# [WRITTEN PROBLEM A]
Translate this sentence from the post on fear into Spanish: "If you feel a little uneasy about a certain situation, tell someone."

# [PAGE EXTRACT]
+ + + + +

Galley Gossip: The Gift of Fear (on and off the airplane)

Out of nowhere you feel it – fear. You’re not sure why you feel it, and because it doesn’t make sense, at least not yet, you choose to ignore it. Perhaps you just don’t want to be rude or look stupid in an effort to avoid whatever it is you can’t quite grasp that is scaring you. Well I’m here to tell you there could be a very good reason you’re afraid, and it doesn’t always have to make sense and it’s okay to look stupid or act rude, even if you are a woman. Better safe than sorry, I say.

Two years after I first started flying in 1995, the airline I work for sent out a newsletter with a little blurb about an interesting sounding book called The Gift of Fear, by Gavin De Becker. I bought the book and several years later it’s still one of my favorites. De Becker discusses what it means to be fearful and how that fear is truly a gift. If you trust it. Some people call it a sixth sense. Whatever it is; a shiver down your spine, hair standing up on the back of your neck, a lump at the bottom of your stomach, something has alerted your senses. You shouldn’t ignore it. That fear could very well save your life.

One of the first stories Gavin shares is about a pilot who enters a convenience store and then immediately walks right back out because his sixth sense told him to leave. The pilot had no idea the store was being robbed, but when De Becker asked the pilot why exactly he left, the pilot said he couldn’t quite put his finger on it. De Gavin pressed the pilot for more details, and soon the pilot realized what really triggered his reaction; a man wearing a winter coat in the middle of summer, customers all turning to stare at him when he walked through the door. All these clues came at the pilot so quickly, he couldn’t make sense of why he felt the way he felt, but he trusted his gut and got out there quickly.

So why did the cop who walked into the very same convenience store seconds later not feel the same way the pilot did? Because when the customers in the store spotted the cop, relief swept over them, replacing fear, which may have been why the cop did not pick up on what was going on quickly enough to prevent him from getting shot.

Remember Richard Reid, the shoe bomber? At flight attendant recurrent training we learned there was something about the man that made each flight attendant on his flight take note of him right away. For some reason those flight attendants got an uneasy feeling the minute he walked onto the airplane. But no one said a word to each other. At least not until the ordeal was over. If you feel a little uneasy about a certain situation, tell someone. If someone tells you they feel a little weird about a certain situation, listen. I know I do.

Fear on the airplane: A few years ago a passenger on one of my flights from New York to Los Angeles caught my eye. Constantly he kept getting up to use the bathroom, and once behind the locked lavatory door he stayed there for an unusually long amount of time. When I tried to address him as he passed me by to get to his seat, he ignored me – several times.

+ + + + +

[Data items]
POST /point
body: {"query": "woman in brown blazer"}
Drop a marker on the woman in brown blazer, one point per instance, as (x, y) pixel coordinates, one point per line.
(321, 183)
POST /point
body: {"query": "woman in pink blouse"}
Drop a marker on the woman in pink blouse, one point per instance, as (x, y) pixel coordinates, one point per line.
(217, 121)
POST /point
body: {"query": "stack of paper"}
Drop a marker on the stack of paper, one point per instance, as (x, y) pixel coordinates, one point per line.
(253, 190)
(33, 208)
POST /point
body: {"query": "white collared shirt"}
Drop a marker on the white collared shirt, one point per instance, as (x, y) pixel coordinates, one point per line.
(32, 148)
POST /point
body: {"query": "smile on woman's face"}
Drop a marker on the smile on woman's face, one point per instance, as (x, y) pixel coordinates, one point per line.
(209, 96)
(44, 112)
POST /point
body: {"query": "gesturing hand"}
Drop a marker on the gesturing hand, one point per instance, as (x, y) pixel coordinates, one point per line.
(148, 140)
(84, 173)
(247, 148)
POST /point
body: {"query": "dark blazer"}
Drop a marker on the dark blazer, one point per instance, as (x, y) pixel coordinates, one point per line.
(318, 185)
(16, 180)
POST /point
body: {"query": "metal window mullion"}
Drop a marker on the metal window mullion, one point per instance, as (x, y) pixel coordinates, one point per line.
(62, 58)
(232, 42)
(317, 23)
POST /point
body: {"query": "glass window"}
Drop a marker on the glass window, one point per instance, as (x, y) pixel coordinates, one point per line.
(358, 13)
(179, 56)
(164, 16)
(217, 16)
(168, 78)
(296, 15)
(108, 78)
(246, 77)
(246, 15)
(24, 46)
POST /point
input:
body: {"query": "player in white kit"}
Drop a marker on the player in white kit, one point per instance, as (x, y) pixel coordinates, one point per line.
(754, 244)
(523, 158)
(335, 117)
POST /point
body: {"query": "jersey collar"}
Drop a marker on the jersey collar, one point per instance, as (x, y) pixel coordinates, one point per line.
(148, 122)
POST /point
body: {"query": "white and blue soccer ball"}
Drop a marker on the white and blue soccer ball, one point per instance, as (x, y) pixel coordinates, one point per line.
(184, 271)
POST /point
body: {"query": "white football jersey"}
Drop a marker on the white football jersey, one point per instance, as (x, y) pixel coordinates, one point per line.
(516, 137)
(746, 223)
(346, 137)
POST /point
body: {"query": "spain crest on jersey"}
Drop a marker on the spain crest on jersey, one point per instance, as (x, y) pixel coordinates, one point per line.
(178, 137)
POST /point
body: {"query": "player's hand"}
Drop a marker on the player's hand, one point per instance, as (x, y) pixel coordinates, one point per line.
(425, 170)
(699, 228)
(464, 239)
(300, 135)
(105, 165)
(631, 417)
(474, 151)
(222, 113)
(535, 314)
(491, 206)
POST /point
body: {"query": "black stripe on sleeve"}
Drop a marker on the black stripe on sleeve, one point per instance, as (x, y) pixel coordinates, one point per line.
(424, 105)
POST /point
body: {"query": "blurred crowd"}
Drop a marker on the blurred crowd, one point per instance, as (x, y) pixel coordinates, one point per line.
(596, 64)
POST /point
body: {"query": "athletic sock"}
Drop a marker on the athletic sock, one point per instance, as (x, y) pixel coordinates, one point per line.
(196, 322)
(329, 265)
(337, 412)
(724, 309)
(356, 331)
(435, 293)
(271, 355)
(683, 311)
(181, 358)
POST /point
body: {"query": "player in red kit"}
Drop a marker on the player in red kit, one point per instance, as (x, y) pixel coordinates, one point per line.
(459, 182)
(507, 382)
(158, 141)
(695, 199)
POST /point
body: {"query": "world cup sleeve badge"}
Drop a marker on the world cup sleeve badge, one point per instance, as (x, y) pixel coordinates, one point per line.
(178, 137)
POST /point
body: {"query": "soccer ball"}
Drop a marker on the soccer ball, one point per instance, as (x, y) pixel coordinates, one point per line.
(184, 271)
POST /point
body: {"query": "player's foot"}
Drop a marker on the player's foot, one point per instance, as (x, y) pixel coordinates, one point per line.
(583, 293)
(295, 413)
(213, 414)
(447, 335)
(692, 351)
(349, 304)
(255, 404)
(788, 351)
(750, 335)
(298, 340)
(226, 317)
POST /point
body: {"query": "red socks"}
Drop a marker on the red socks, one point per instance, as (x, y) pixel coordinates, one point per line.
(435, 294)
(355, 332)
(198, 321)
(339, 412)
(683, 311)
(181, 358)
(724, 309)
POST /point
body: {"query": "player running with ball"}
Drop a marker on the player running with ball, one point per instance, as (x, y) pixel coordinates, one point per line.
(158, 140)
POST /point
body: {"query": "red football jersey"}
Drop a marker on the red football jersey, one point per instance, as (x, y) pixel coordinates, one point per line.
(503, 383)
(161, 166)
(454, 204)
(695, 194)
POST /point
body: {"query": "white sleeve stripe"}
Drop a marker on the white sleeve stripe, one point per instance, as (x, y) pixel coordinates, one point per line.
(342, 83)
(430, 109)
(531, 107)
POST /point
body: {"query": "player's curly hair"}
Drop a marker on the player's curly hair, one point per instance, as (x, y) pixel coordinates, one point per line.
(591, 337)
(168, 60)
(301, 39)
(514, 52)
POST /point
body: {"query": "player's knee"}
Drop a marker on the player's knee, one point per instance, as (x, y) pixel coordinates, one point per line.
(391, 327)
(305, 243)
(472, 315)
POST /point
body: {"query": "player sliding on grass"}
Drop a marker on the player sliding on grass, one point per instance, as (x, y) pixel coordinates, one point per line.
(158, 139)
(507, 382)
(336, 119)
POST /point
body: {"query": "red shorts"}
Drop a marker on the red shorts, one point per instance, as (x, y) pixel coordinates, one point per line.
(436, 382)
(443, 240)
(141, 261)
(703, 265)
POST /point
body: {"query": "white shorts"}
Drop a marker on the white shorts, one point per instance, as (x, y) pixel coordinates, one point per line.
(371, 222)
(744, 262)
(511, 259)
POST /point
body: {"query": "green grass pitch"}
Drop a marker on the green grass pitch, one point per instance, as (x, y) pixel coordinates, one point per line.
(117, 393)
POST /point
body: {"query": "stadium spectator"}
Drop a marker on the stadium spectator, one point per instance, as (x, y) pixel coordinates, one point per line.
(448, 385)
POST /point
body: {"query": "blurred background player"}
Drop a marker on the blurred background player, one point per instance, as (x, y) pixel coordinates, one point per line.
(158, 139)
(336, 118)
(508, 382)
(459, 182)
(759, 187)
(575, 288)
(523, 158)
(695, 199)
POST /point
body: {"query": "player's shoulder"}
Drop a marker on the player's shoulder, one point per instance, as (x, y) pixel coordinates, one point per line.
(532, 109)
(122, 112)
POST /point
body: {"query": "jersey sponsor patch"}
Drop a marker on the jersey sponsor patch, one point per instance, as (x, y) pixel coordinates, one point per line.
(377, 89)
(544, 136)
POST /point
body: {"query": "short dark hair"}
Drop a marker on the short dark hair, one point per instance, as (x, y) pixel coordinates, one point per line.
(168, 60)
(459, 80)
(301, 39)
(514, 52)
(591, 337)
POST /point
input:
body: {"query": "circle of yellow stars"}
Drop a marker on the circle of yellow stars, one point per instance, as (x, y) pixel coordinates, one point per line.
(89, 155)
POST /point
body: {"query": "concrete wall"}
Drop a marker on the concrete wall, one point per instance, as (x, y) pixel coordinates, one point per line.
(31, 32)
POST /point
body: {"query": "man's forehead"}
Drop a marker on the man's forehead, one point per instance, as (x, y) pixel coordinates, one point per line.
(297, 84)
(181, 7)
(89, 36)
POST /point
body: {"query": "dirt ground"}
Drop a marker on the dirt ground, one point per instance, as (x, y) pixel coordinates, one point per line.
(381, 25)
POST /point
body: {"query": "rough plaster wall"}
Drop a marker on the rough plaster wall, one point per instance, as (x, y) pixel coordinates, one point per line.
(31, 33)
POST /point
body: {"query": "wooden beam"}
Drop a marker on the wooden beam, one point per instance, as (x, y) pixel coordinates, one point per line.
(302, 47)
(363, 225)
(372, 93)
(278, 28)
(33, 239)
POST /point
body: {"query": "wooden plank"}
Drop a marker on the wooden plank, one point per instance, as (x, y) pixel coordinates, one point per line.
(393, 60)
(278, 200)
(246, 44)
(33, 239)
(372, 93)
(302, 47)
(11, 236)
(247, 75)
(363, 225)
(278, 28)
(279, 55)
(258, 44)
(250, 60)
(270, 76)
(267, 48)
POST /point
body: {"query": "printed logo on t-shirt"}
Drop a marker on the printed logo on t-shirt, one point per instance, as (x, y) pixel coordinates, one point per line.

+ + + + +

# [WRITTEN PROBLEM B]
Pull out each line of the records above that contains the string "window".

# [EXPECTED ANSWER A]
Si cierta situación te inquieta un poco, díselo a alguien.

# [EXPECTED ANSWER B]
body: {"query": "metal window mullion"}
Drop a marker on the metal window mullion, one point per instance, as (x, y) pixel coordinates, one point per line.
body: {"query": "glass window"}
Drop a marker on the glass window, one point per instance, as (x, y) pixel coordinates, one point per line.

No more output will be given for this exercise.